[Input records — start]

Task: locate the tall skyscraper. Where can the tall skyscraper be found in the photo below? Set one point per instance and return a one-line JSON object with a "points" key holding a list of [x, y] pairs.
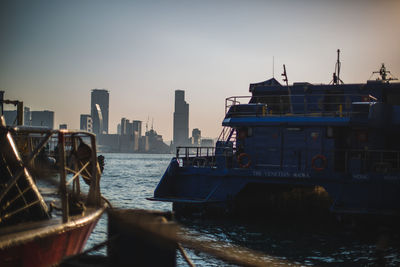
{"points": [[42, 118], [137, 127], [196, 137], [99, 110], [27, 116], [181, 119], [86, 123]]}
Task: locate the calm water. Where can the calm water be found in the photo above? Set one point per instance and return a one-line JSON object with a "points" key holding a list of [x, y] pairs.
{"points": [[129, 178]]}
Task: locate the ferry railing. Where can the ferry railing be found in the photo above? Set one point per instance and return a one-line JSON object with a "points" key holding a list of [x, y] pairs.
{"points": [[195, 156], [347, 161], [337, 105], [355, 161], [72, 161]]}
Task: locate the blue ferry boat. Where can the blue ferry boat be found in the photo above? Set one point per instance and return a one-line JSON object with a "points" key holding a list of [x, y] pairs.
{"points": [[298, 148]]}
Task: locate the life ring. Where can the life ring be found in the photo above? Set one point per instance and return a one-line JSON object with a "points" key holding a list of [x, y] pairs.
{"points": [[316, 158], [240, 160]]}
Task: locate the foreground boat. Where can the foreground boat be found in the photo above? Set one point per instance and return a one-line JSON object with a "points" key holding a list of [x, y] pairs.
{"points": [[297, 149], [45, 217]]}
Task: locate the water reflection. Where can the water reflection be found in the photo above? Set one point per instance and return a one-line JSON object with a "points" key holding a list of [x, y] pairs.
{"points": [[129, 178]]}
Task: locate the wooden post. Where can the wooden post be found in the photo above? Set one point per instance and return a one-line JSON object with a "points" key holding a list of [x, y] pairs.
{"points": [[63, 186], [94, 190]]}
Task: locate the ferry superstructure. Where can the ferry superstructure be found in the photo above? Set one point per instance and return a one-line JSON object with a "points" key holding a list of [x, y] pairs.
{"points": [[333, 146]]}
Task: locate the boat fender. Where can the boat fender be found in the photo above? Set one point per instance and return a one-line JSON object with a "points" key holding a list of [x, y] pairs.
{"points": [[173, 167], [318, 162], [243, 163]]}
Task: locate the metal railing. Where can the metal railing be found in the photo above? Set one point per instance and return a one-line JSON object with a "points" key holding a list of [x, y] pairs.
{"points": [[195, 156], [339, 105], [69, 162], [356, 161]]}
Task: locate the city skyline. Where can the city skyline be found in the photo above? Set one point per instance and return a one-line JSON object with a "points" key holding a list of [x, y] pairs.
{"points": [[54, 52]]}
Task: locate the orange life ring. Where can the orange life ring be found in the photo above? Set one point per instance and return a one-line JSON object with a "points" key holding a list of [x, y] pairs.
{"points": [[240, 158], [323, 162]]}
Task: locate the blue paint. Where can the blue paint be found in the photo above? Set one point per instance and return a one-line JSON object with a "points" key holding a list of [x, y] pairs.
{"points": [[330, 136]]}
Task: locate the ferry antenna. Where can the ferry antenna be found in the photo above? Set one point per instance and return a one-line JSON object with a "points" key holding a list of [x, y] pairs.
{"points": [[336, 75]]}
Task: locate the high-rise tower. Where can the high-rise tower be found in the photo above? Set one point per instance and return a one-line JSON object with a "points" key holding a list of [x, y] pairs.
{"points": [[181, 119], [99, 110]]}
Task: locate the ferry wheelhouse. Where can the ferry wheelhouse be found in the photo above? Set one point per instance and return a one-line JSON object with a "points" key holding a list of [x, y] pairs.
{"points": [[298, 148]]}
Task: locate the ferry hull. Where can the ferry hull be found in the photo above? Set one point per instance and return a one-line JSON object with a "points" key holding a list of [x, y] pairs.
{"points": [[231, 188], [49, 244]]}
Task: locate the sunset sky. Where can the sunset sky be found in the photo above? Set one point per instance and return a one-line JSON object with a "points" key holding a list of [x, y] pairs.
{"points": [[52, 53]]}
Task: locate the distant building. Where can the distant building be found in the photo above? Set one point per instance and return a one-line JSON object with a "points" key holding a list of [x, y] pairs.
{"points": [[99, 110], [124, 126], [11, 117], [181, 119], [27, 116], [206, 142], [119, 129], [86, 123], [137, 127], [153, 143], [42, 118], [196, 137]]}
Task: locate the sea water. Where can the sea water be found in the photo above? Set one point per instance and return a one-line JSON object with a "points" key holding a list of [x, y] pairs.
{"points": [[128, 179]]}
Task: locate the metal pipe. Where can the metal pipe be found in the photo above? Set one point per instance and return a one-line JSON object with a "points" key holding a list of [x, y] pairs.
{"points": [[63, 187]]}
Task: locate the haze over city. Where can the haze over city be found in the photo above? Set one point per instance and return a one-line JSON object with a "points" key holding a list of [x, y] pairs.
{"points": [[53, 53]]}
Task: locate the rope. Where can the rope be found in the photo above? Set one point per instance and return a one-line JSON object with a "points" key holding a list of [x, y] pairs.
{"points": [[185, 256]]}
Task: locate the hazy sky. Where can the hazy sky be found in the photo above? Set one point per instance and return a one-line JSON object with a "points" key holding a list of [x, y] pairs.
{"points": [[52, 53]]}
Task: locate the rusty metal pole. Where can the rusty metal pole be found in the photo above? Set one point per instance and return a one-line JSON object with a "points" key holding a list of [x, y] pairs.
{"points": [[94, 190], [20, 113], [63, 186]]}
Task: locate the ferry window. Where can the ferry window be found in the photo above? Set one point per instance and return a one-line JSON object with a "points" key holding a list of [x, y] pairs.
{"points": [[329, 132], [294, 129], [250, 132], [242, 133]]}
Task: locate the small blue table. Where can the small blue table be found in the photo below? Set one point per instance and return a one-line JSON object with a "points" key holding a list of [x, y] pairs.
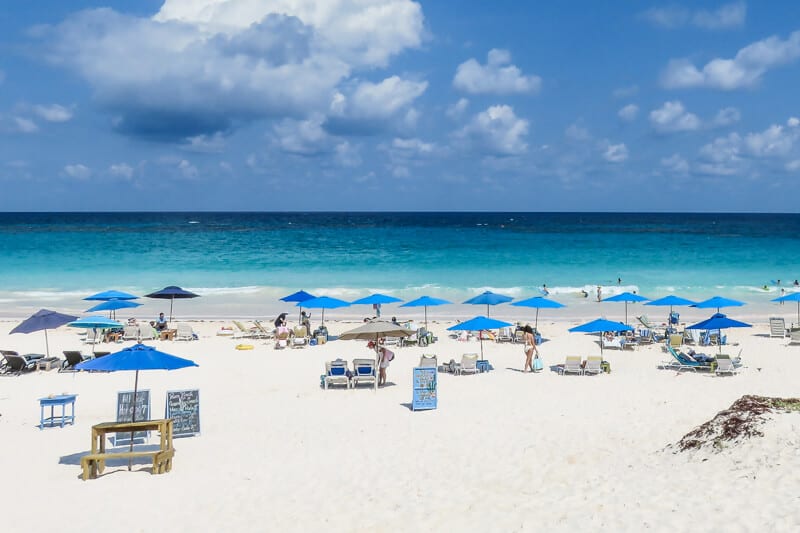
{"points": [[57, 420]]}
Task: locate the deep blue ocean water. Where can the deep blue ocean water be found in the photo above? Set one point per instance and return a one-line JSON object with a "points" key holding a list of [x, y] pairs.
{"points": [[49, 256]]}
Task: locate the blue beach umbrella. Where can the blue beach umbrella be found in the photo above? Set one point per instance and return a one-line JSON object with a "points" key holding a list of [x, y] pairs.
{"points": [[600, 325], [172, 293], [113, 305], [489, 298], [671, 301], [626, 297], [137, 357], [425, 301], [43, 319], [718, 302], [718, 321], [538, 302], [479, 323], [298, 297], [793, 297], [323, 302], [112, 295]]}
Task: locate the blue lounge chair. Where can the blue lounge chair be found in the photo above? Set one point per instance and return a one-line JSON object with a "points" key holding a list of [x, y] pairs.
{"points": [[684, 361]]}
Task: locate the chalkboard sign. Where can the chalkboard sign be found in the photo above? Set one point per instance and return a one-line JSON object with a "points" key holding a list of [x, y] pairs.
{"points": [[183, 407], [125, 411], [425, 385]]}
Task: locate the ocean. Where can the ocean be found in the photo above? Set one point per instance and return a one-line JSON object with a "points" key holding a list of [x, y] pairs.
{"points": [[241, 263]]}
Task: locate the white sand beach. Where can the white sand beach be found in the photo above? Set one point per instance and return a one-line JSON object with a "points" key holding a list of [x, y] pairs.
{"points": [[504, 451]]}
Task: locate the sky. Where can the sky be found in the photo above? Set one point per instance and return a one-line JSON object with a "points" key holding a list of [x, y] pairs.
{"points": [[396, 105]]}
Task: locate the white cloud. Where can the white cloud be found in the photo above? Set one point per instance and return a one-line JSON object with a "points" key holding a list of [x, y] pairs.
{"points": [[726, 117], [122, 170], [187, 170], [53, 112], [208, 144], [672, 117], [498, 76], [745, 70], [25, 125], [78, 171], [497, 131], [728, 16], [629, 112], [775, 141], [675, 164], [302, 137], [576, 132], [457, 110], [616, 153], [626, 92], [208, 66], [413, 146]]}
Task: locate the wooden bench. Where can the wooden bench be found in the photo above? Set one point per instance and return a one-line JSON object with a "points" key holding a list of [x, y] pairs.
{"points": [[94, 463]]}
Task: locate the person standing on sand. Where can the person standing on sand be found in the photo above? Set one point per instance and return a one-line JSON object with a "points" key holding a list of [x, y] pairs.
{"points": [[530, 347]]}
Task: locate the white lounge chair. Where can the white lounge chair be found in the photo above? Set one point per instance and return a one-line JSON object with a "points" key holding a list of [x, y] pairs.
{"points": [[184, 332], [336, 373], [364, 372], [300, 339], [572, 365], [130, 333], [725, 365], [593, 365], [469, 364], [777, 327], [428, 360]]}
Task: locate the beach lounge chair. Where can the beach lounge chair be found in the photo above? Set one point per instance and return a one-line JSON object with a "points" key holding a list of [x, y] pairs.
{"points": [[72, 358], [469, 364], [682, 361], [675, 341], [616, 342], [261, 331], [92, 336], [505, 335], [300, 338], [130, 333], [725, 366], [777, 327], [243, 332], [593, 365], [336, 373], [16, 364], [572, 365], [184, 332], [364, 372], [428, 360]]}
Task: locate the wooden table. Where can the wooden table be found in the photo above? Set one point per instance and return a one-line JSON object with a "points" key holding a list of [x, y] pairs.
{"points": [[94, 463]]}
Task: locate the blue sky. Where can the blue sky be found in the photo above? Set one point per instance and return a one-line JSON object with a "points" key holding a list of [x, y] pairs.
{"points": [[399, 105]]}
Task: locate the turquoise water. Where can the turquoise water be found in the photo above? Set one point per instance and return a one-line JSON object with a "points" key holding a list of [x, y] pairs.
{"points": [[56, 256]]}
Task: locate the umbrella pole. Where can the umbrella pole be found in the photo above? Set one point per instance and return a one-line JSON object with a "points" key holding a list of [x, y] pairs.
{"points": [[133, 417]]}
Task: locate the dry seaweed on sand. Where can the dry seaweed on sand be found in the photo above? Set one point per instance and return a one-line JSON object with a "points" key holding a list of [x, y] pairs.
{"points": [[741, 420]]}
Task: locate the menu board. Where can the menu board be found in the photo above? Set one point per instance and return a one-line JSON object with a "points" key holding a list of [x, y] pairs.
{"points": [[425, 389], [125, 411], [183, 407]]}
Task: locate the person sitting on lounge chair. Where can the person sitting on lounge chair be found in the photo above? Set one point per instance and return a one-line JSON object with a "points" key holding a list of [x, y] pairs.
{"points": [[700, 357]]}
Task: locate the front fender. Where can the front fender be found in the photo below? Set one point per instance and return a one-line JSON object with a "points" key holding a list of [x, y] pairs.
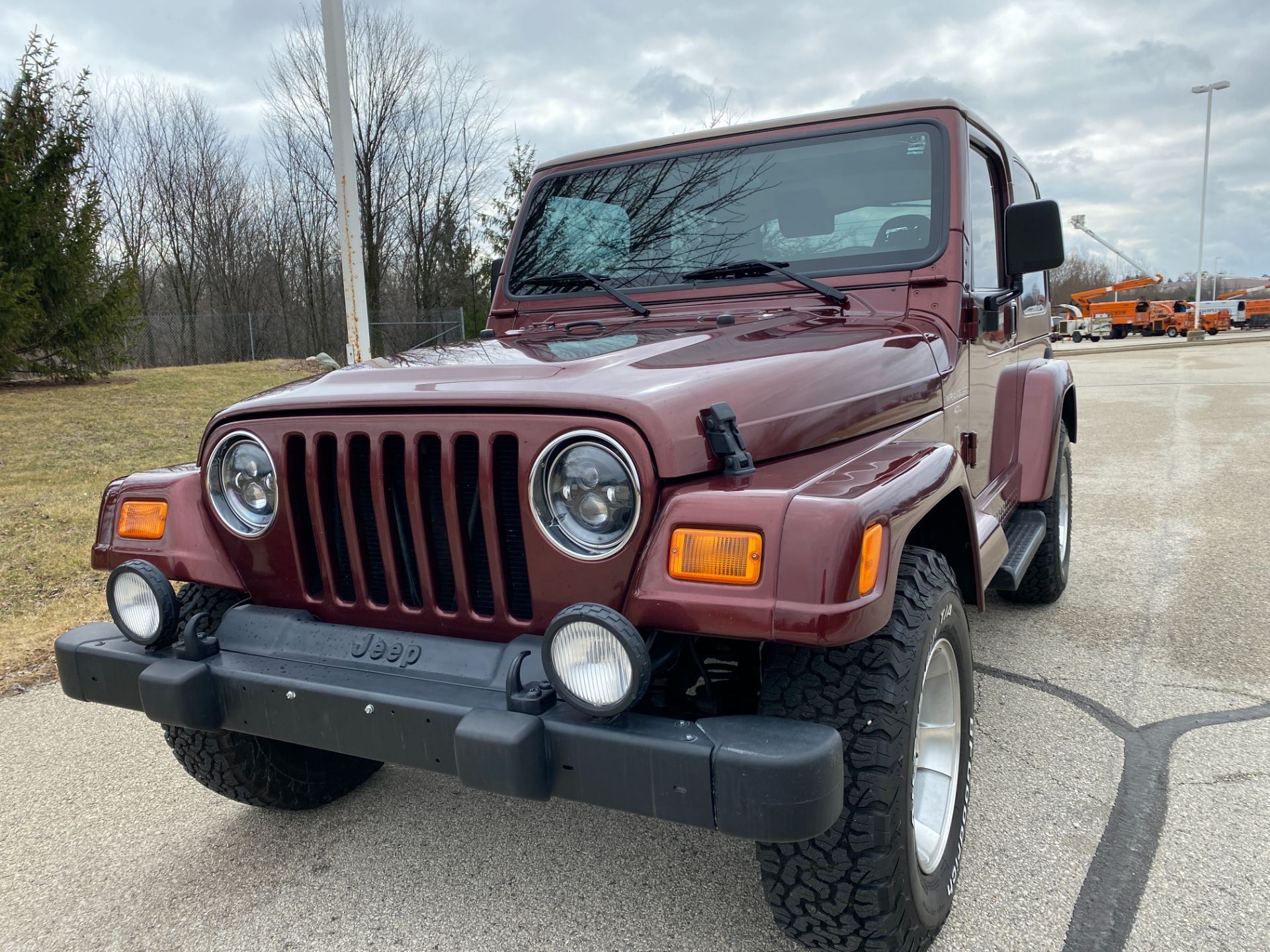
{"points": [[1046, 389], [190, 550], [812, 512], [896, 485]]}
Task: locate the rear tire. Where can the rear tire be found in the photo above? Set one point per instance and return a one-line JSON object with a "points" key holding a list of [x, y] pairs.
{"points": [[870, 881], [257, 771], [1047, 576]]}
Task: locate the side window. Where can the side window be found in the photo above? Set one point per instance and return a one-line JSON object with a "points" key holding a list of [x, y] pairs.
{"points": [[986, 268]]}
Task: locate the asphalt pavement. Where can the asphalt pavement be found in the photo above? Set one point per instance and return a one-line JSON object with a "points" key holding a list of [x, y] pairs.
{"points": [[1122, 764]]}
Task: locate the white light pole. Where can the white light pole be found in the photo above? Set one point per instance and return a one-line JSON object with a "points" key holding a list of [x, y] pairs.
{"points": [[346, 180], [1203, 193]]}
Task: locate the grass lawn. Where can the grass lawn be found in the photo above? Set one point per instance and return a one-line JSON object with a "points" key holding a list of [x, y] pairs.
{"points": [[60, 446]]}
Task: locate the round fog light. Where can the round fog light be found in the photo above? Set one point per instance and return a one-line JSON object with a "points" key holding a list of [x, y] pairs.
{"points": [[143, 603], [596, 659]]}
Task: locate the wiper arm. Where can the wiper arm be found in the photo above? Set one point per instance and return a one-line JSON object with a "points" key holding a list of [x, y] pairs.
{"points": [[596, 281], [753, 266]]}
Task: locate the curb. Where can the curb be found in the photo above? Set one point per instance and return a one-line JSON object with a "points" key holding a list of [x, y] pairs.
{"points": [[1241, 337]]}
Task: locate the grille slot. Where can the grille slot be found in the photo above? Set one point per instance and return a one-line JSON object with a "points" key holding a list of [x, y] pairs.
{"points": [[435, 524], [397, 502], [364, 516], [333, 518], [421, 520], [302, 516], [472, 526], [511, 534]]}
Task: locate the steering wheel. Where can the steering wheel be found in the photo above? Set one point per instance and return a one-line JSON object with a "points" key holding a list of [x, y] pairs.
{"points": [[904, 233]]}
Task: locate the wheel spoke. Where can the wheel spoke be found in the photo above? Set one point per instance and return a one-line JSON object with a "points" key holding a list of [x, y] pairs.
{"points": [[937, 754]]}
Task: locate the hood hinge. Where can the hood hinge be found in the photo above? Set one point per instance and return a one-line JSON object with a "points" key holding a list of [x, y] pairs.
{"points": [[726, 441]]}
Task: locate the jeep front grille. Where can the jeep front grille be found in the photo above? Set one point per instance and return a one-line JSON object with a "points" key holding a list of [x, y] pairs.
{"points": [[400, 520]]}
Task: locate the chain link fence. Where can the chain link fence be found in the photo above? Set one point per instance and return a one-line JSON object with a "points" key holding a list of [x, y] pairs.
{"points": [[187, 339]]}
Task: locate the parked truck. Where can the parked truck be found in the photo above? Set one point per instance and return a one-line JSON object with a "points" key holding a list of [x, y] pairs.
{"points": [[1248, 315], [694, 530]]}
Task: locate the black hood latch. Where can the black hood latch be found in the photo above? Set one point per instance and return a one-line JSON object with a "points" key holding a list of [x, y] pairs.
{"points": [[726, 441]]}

[Input records — finish]

Please reproduce, word for word, every line from the line with "Task: locate the black" to the final line above, including both ends.

▶ [Result for this exercise]:
Task: locate the black hood latch. Where can the black hood latch be found in the photo above? Set one point per instance and return a one-line JSON object with a "points" key holding a list of [x, y] pairs.
{"points": [[726, 441]]}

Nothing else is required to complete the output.